SOURCE RECORDS ::

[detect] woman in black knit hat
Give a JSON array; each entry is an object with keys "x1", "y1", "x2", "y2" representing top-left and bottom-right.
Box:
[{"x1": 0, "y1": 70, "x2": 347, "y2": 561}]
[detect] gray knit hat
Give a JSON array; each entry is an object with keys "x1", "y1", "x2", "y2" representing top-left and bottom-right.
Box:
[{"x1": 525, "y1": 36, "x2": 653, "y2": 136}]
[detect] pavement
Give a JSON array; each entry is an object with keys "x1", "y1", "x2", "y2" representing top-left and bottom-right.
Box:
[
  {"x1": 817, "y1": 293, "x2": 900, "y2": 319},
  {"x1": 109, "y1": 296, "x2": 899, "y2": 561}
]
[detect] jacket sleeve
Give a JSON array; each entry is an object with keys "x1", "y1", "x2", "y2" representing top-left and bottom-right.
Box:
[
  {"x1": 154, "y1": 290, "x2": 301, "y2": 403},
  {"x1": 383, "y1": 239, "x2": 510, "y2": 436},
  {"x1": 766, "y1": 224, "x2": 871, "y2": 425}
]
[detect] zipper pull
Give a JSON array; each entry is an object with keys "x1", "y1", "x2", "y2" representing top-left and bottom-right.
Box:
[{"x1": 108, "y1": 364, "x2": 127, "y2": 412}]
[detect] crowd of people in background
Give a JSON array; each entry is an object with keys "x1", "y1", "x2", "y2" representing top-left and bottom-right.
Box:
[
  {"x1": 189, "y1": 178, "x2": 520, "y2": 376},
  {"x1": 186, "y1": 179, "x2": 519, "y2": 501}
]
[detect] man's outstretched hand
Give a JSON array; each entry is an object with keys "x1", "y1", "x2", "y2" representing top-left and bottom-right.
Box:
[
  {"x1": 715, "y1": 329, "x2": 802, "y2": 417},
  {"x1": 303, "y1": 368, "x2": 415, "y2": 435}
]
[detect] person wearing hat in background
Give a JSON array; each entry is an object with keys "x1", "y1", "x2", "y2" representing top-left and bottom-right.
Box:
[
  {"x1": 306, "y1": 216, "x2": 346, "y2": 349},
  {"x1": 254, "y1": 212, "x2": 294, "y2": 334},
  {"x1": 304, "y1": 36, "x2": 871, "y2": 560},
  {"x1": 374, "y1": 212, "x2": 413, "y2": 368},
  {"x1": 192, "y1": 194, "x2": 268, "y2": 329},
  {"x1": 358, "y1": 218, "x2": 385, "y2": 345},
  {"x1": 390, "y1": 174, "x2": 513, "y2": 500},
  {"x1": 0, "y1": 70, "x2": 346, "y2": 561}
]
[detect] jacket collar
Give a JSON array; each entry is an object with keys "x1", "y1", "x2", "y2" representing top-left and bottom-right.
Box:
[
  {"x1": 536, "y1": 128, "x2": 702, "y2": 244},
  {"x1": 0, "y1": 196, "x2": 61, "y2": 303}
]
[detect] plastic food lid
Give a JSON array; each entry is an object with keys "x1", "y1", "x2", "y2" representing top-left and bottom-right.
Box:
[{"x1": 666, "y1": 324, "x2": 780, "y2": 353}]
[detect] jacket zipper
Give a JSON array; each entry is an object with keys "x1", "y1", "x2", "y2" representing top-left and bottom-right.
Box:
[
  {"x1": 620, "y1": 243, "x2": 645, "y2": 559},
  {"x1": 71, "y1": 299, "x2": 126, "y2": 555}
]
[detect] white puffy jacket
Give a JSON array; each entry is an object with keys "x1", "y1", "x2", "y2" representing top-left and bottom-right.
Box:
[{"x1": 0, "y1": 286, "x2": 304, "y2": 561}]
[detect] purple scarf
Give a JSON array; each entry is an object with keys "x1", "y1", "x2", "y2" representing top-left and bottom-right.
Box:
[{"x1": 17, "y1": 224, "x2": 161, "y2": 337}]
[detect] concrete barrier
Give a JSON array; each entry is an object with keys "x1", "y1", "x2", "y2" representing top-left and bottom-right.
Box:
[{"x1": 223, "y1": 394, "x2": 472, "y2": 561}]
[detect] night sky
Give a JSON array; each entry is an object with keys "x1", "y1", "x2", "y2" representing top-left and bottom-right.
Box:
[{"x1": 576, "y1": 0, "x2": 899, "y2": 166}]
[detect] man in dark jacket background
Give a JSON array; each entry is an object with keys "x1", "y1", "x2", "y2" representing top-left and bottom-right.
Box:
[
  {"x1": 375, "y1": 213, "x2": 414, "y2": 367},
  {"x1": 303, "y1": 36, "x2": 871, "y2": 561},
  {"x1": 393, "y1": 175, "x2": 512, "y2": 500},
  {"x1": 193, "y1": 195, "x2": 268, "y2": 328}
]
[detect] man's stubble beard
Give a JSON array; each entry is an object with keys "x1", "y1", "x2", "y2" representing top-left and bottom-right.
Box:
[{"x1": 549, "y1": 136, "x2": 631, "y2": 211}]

ACTIVITY ::
Every record should be given again exactly.

YOUR SOLUTION ::
[detect] woman in black knit hat
Give a JSON array; each entry is an object with keys "x1", "y1", "x2", "y2" representing top-left and bottom-right.
Box:
[{"x1": 0, "y1": 70, "x2": 347, "y2": 561}]
[detect] gray knit hat
Give a JSON array; each entry is an object with keys "x1", "y1", "x2", "y2" representing top-left and bottom-right.
Box:
[{"x1": 525, "y1": 36, "x2": 653, "y2": 136}]
[detect] pavement
Give a JSON array; each entry is an object with keys "x1", "y1", "x2", "y2" representing top-left and bottom-right.
Box:
[
  {"x1": 817, "y1": 293, "x2": 900, "y2": 319},
  {"x1": 109, "y1": 296, "x2": 899, "y2": 561}
]
[detect] jacket sleeve
Give a JSON array; each entry is an object with keys "x1", "y1", "x2", "y2" representing top-left and bottom-right.
Box:
[
  {"x1": 154, "y1": 290, "x2": 301, "y2": 403},
  {"x1": 383, "y1": 239, "x2": 510, "y2": 436},
  {"x1": 766, "y1": 224, "x2": 871, "y2": 425}
]
[detect] zipper pull
Give a JSON array; each entry is an object with keys "x1", "y1", "x2", "y2" representing top-left and bottom-right.
Box:
[{"x1": 108, "y1": 364, "x2": 127, "y2": 412}]
[detect] crowd of people in background
Give a JSON array; each entry is an object with keys "x1", "y1", "x2", "y2" representing top-left and bottom-right.
Box:
[
  {"x1": 189, "y1": 178, "x2": 520, "y2": 376},
  {"x1": 186, "y1": 179, "x2": 519, "y2": 501}
]
[detect] man's outstretched hand
Give a JSON array; each entry is an object with keys "x1", "y1", "x2", "y2" representing top-left and bottom-right.
Box:
[
  {"x1": 715, "y1": 329, "x2": 802, "y2": 417},
  {"x1": 303, "y1": 368, "x2": 415, "y2": 435}
]
[detect] person wearing hat in background
Give a JSON array; each entry is an object with keys "x1", "y1", "x2", "y2" representing top-left and bottom-right.
Box:
[
  {"x1": 306, "y1": 216, "x2": 346, "y2": 349},
  {"x1": 254, "y1": 212, "x2": 294, "y2": 334},
  {"x1": 304, "y1": 36, "x2": 871, "y2": 560},
  {"x1": 374, "y1": 212, "x2": 413, "y2": 368},
  {"x1": 192, "y1": 194, "x2": 268, "y2": 329},
  {"x1": 358, "y1": 218, "x2": 385, "y2": 345},
  {"x1": 390, "y1": 174, "x2": 513, "y2": 500},
  {"x1": 0, "y1": 70, "x2": 346, "y2": 561}
]
[detect] jacket collar
Give a JSON array; each entry is an object with keys "x1", "y1", "x2", "y2" representing top-left and bottom-right.
Box:
[
  {"x1": 536, "y1": 128, "x2": 702, "y2": 244},
  {"x1": 0, "y1": 196, "x2": 61, "y2": 303}
]
[detect] plastic food lid
Give a JSON array; each entry is an object with keys "x1", "y1", "x2", "y2" representing top-left and bottom-right.
Box:
[{"x1": 666, "y1": 324, "x2": 780, "y2": 353}]
[detect] jacket zipper
Give a JSON array; each entry is an object with keys "x1", "y1", "x2", "y2" representing top-left and bottom-right.
Box:
[
  {"x1": 620, "y1": 243, "x2": 645, "y2": 559},
  {"x1": 71, "y1": 299, "x2": 126, "y2": 555}
]
[detect] white puffy jacket
Give a JSON array; each entry is an object with keys "x1", "y1", "x2", "y2" representing top-left and bottom-right.
Box:
[{"x1": 0, "y1": 286, "x2": 304, "y2": 561}]
[detect] purple scarf
Give a JSON array; each entry is an object with keys "x1", "y1", "x2", "y2" representing top-left and bottom-right.
Box:
[{"x1": 17, "y1": 224, "x2": 161, "y2": 337}]
[detect] concrete barrier
Give a JSON array; each entry is an object with keys "x1", "y1", "x2", "y2" representing top-left and bottom-right.
Box:
[{"x1": 223, "y1": 394, "x2": 472, "y2": 561}]
[detect] night sky
Give a JSON array; each entry is an object with keys "x1", "y1", "x2", "y2" representing top-left and bottom-right.
Box:
[{"x1": 576, "y1": 0, "x2": 899, "y2": 166}]
[detect] man in dark jacket background
Give a JSON array; each entry is an object with keys "x1", "y1", "x2", "y2" representing top-left and bottom-right.
Box:
[
  {"x1": 375, "y1": 213, "x2": 414, "y2": 367},
  {"x1": 303, "y1": 36, "x2": 871, "y2": 561},
  {"x1": 393, "y1": 175, "x2": 512, "y2": 500},
  {"x1": 193, "y1": 195, "x2": 268, "y2": 328}
]
[detect] man's stubble beard
Give a JSON array; each entry is an object with keys "x1", "y1", "x2", "y2" representing top-left and bottom-right.
Box:
[{"x1": 549, "y1": 136, "x2": 631, "y2": 211}]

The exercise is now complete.